» Extract provided
Undefined reference to jemalloc

The following build on an InfiniBand cluster:

wget https://github.com/chapel-lang/chapel/releases/download/1.31.0/chapel-1.31.0.tar.gz
tar xvfz chapel-1.31.0.tar.gz
source chapel-1.31.0/util/setchplenv.bash
export CHPL_COMM=gasnet
export CHPL_LLVM=none
export CHPL_COMM_SUBSTRATE=ibv
export CHPL_LAUNCHER=gasnetrun_ibv
export CHPL_GASNET_SEGMENT=large
export CHPL_TARGET_CPU=native
export CHPL_TASKS=qthreads
export CHPL_MEM=jemalloc
export CHPL_HOST_JEMALLOC=bundled
cd $CHPL_HOME
mkdir ~/chapel-1.31.0
./configure --chpl-home=$HOME/chapel-1.31.0
make -j4
make install
make check

results in errors at the last step:

_main.o:_main.c:function chpl_calloc: error: undefined reference to 'chpl_je_mallocx'
_main.o:_main.c:function chpl_malloc: error: undefined reference to 'chpl_je_mallocx'
_main.o:_main.c:function chpl_memalign: error: undefined reference to 'chpl_je_mallocx'
_main.o:_main.c:function chpl_realloc: error: undefined reference to 'chpl_je_mallocx'
_main.o:_main.c:function chpl_realloc: error: undefined reference to 'chpl_je_dallocx'
(many more lines)

Is there a missing jemalloc path variable of some sort in my build?

Thank you,

Alex.

Hi Alex —

This error mode isn't familiar to me, but we'll try to figure out what's going wrong. The jemalloc library is bundled with Chapel and should have been built and installed as part of your previous make commands. I assume there were no previous errors reported in your build?

Here are some things I'd try to get more information on what's going wrong, where I'm assuming a certain familiarity with C compiler -L/-l flags, but let me know if you need more information:

  • From your ~/chapel-1.31.0 directory, if you use the copy of chpl stored under bin (within a very platform-specific subdirectory) to compile an arbitrary Chapel program (like hello.chpl), do you get the same errors? I think you should/will, but if not, that suggests the problem is more likely to be something in the make check command than in the installation itself.

  • If you re-run that compilation using the --print-commands flag, do you see mentions of -L/-l flags involving jemalloc in the # Make Binary - Linking stage? For example, on my system, I can do:

    bin/linux64-x86_64/chpl $CHPL_HOME/examples/hello.chpl --print-commands
    

    and under:

    # Make Binary - Linking
    

    see the library-related flags:

    -L/users/bradc/chapel-install/third-party/jemalloc/install/target/linux64-x86_64-none-llvm-none/lib -ljemalloc
    
  • Next, do the directory and library in question exist? For example, in my install, if I go to the directory above, and do ls, I see:

    libjemalloc.a*	libjemalloc_pic.a*
    
  • Next, does the library being requested by the -l option define the missing symbols? For example, in my case, I do:

    nm libjemalloc.a | grep chpl_je_mallocx
    

    and get:

    0000000000003780 T **chpl_je_mallocx**
    

    suggesting that it does.

» Your tasks
1. Rewrite the jemalloc thread from "results in errors" up to and including "in my build?", replacing "chpl_realloc" with "chpl_resize".
2. Name every function that the error lines in the jemalloc thread report an undefined reference in.
3. Write the next part of the jemalloc build thread, continuing after its final line.
The rows come from a different source than the jemalloc thread.

[Source rows]
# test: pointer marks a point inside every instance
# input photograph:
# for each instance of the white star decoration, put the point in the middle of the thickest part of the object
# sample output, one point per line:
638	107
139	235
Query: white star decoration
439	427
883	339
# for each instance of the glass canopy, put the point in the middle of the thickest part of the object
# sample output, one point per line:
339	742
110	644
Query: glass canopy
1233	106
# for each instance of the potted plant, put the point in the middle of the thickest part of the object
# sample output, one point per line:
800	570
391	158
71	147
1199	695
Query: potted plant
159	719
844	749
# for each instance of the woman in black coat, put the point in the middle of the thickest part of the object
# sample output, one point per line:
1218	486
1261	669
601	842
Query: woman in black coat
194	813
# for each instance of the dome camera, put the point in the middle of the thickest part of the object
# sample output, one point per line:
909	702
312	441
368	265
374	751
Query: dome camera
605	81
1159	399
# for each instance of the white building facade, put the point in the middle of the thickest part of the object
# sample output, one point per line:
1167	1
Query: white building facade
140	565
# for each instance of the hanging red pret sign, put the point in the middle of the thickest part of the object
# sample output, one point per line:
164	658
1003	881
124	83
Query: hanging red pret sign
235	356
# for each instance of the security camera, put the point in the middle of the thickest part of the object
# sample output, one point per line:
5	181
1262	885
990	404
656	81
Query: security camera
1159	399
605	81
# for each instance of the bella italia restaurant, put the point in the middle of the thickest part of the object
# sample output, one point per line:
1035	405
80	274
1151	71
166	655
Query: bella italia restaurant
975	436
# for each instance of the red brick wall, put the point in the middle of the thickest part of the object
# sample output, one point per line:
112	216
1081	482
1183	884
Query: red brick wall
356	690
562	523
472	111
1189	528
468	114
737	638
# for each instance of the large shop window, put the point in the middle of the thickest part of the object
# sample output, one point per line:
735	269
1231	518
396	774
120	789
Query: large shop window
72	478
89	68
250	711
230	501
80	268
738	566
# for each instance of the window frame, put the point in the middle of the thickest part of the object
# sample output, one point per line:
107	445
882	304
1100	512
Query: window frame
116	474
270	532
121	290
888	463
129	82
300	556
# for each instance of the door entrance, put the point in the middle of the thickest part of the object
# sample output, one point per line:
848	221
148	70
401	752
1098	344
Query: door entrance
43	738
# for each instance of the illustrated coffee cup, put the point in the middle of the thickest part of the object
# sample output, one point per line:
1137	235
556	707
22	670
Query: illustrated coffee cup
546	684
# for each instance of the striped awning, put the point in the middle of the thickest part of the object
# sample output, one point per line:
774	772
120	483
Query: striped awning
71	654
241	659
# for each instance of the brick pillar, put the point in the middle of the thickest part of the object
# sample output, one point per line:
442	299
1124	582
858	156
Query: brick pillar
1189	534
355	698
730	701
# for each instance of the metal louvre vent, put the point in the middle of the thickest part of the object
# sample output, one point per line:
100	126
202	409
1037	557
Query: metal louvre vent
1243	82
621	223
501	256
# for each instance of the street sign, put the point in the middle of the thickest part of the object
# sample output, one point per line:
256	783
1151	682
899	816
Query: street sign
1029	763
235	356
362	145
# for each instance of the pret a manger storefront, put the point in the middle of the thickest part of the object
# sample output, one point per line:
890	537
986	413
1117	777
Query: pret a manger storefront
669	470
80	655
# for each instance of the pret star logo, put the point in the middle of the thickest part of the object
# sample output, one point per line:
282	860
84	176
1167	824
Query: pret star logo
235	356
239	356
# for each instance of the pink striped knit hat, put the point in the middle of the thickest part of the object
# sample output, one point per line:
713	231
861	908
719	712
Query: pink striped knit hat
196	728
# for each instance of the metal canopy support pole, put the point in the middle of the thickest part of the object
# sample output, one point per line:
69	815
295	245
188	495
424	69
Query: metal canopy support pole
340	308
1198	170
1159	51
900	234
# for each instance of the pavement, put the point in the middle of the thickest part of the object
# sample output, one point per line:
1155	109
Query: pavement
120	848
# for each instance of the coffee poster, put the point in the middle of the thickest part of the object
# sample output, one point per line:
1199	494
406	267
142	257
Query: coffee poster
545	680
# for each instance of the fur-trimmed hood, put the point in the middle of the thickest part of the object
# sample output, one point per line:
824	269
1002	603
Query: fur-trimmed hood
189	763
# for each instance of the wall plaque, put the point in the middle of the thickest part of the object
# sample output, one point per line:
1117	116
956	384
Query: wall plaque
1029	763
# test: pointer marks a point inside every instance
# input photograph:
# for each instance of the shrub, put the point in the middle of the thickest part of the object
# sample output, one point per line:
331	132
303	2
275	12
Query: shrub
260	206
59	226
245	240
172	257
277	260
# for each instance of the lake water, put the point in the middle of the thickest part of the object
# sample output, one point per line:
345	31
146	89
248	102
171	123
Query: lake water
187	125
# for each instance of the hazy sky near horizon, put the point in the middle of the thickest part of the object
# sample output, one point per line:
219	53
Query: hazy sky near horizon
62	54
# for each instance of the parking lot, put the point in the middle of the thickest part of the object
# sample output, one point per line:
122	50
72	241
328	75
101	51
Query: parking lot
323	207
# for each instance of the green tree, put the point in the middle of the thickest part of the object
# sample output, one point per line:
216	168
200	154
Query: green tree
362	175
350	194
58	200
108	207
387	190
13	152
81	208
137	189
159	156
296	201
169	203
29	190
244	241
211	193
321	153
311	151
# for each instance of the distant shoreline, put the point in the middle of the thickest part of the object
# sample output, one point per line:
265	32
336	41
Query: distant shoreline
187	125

» The responses
1.
results in errors at the last step:

_main.o:_main.c:function chpl_calloc: error: undefined reference to 'chpl_je_mallocx'
_main.o:_main.c:function chpl_malloc: error: undefined reference to 'chpl_je_mallocx'
_main.o:_main.c:function chpl_memalign: error: undefined reference to 'chpl_je_mallocx'
_main.o:_main.c:function chpl_resize: error: undefined reference to 'chpl_je_mallocx'
_main.o:_main.c:function chpl_resize: error: undefined reference to 'chpl_je_dallocx'
(many more lines)

Is there a missing jemalloc path variable of some sort in my build?

2. chpl_calloc, chpl_malloc, chpl_memalign, chpl_realloc

3.
  • Finally, if you try these similar commands from the directory where you initially built Chapel rather than the one into which you installed it, do you get different results?

Thanks for any additional information along these lines,
-Brad

Hi Brad,

Thank you for getting back to me so quickly!

Yes, the installed executable ~/chapel-1.31.0/bin/linux64-x86_64/chpl fails to compile even the simple examples/hello.chpl code, with the same errors, so it's not limited to make check.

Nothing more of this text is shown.